[Point localization data]
[Start of section]

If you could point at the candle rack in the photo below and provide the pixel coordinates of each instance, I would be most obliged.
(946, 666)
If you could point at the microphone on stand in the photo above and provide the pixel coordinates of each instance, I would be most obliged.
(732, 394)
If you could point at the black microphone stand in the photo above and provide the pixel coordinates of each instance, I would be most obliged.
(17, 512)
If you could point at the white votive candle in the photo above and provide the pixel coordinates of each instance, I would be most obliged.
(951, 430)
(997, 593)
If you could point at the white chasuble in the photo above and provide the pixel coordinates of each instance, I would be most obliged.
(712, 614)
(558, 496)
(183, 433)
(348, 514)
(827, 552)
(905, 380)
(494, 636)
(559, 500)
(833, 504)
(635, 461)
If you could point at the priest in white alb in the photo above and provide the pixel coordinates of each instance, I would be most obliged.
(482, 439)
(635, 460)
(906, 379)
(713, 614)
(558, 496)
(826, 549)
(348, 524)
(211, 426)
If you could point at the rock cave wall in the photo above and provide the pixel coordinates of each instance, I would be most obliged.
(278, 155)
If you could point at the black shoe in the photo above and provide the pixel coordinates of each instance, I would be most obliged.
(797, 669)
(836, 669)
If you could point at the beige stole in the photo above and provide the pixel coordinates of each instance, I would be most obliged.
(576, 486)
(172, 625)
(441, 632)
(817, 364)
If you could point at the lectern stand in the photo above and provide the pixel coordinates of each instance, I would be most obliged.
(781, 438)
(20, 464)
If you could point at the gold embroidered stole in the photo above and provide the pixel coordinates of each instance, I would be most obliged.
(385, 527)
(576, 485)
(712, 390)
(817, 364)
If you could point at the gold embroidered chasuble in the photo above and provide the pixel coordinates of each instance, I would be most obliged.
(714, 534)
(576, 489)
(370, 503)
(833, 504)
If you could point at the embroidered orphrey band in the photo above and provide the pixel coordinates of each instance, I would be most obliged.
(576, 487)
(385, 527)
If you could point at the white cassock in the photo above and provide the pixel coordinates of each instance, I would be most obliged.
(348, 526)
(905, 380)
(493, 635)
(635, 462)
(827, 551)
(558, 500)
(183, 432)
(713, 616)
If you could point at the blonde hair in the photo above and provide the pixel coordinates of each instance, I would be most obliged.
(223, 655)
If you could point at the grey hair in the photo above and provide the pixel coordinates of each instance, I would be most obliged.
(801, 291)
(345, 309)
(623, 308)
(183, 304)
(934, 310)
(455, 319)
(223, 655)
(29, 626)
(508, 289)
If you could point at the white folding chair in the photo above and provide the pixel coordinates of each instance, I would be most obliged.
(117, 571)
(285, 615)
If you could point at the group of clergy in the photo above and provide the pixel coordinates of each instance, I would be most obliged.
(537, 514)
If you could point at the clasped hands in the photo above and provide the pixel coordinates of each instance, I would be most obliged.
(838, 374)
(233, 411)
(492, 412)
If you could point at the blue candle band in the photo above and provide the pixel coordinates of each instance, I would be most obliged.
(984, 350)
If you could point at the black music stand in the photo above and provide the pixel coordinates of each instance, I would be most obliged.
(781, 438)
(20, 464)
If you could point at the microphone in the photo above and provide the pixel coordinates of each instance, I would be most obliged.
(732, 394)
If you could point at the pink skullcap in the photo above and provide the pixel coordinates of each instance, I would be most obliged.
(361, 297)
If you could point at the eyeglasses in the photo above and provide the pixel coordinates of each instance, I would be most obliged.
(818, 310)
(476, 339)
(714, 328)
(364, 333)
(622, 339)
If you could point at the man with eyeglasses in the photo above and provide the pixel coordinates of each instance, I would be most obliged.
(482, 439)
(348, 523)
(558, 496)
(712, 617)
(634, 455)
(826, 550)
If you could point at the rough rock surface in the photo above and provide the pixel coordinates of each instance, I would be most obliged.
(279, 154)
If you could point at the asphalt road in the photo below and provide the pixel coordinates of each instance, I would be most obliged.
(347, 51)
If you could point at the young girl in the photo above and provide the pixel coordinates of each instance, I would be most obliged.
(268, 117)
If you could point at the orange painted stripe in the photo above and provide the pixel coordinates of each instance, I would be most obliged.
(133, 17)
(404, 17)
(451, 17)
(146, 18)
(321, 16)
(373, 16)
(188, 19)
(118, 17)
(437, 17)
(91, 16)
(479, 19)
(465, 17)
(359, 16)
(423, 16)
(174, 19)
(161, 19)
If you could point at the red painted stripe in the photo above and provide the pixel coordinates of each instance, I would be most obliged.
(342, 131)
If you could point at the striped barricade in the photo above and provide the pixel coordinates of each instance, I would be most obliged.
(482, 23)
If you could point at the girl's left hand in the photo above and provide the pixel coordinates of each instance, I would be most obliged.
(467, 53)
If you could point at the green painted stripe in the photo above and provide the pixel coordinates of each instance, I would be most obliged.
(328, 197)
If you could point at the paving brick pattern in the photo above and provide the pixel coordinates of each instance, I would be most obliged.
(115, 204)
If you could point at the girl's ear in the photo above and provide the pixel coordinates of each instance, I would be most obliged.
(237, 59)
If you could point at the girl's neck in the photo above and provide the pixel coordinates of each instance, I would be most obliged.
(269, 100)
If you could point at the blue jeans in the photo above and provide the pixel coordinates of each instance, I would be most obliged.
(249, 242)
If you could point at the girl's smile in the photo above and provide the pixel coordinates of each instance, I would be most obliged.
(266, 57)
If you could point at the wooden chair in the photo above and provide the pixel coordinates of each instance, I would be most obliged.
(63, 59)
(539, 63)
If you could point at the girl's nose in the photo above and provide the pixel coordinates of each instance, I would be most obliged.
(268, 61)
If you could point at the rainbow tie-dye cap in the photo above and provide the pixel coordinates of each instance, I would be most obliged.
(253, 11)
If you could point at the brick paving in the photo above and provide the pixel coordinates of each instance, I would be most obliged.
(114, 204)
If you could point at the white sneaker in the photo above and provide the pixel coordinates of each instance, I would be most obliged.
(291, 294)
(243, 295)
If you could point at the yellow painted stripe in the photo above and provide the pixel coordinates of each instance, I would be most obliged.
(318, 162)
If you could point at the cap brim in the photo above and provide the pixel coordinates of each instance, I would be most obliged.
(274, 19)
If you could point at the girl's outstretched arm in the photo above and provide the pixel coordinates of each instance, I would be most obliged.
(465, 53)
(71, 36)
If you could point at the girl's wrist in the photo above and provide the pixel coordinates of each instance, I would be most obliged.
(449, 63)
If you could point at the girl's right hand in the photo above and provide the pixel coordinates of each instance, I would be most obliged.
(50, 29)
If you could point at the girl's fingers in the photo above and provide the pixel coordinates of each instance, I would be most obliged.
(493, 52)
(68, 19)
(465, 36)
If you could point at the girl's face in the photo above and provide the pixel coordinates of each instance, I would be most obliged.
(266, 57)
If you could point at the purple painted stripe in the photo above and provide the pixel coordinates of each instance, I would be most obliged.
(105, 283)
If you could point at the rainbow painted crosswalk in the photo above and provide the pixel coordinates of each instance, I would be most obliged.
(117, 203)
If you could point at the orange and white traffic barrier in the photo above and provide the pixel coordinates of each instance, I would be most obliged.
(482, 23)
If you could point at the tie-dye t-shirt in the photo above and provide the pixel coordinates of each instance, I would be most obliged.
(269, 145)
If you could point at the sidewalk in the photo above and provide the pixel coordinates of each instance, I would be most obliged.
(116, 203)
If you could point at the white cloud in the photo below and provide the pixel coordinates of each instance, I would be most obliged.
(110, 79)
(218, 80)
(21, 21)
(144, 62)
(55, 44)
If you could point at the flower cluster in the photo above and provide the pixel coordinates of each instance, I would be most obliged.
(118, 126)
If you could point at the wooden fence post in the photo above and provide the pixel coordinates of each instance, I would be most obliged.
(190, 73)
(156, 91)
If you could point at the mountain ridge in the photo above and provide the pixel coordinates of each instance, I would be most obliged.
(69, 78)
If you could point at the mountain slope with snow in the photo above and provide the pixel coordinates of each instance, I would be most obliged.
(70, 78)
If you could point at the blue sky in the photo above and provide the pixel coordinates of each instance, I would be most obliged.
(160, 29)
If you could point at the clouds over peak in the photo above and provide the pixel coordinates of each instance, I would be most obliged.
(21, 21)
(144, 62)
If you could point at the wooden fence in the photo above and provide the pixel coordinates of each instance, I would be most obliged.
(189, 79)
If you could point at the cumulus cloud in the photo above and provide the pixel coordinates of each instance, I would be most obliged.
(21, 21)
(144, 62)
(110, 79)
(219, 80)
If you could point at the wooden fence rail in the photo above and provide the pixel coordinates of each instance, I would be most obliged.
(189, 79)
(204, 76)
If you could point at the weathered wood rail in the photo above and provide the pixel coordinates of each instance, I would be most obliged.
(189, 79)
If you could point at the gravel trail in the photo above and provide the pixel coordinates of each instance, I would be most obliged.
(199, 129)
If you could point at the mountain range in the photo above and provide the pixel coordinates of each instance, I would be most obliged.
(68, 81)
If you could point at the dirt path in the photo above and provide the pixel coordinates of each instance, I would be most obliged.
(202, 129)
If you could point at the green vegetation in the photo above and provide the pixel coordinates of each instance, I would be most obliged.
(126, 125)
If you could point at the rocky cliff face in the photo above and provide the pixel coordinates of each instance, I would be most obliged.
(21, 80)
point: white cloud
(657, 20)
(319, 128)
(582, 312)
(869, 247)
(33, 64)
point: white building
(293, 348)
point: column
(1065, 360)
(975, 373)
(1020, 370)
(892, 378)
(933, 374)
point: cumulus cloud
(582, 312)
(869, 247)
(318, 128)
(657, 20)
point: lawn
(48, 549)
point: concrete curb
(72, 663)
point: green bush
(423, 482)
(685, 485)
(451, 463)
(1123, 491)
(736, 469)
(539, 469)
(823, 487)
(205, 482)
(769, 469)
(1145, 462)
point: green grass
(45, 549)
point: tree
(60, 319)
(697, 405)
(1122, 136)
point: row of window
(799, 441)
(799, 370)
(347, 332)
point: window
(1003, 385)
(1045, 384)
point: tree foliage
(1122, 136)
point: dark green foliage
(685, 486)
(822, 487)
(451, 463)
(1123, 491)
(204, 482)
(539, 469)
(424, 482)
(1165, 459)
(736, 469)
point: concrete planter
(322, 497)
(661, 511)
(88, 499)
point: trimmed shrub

[End of section]

◆ **Directions**:
Locate the line with "point: window" in the entries above; extract it and every line after it, verbatim.

◆ **Finished exercise**:
point: window
(1003, 385)
(1045, 384)
point: tree foliage
(1122, 136)
point: dark green foliage
(685, 486)
(822, 487)
(451, 463)
(1123, 491)
(204, 482)
(539, 469)
(424, 482)
(1165, 459)
(736, 469)
point: concrete planter
(322, 497)
(661, 511)
(88, 499)
point: trimmed shrub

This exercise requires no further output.